Natural language region descriptions:
Segment Open

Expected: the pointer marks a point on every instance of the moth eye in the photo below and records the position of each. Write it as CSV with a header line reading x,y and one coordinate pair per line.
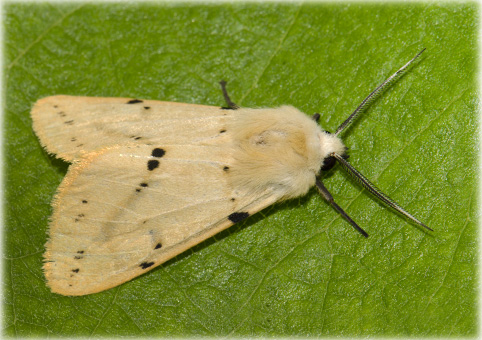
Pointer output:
x,y
328,163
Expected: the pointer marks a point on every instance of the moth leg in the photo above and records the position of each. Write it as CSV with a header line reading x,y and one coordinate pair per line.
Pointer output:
x,y
231,105
327,196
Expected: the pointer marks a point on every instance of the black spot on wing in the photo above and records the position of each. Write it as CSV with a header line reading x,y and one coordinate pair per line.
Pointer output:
x,y
158,152
145,265
152,164
238,216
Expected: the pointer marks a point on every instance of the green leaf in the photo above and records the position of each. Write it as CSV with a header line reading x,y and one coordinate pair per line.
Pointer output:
x,y
296,268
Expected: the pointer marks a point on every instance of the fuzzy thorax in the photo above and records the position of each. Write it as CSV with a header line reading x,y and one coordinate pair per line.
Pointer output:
x,y
278,149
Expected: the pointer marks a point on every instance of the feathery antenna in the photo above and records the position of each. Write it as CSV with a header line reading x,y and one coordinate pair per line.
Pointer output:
x,y
375,93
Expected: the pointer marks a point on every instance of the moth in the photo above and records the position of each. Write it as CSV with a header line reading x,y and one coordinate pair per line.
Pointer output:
x,y
150,179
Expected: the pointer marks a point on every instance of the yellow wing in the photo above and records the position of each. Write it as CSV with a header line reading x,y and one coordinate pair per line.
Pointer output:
x,y
124,210
68,125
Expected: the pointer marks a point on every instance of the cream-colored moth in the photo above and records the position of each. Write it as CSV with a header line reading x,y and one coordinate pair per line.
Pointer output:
x,y
150,179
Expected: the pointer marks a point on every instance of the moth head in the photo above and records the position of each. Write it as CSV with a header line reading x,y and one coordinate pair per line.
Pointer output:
x,y
331,144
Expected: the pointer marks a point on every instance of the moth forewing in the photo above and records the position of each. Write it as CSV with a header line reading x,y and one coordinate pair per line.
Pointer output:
x,y
68,126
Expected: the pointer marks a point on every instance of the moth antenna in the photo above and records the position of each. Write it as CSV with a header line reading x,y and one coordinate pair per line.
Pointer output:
x,y
327,196
373,189
231,105
375,93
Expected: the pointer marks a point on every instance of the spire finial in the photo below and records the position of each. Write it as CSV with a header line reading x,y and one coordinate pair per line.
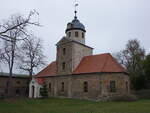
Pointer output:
x,y
76,4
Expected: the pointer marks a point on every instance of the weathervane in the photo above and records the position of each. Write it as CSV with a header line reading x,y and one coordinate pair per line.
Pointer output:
x,y
75,5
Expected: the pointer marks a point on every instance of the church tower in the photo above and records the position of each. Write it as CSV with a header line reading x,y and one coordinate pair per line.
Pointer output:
x,y
71,48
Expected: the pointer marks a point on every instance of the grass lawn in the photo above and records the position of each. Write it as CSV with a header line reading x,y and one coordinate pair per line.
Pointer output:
x,y
54,105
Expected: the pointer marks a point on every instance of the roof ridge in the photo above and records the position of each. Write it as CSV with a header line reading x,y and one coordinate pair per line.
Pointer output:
x,y
120,66
97,54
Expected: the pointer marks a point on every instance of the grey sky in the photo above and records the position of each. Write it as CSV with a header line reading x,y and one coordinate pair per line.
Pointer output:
x,y
109,23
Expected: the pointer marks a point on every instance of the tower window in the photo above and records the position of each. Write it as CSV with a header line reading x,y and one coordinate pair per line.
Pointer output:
x,y
62,87
100,85
76,34
85,86
112,86
82,35
63,65
64,51
69,34
50,87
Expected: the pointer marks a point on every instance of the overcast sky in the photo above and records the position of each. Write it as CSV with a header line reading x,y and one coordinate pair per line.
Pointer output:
x,y
109,23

Segment Closed

*Brief*
Among the entries, work out how many lines include the word "below". Answer with that number only.

*Exercise solution*
2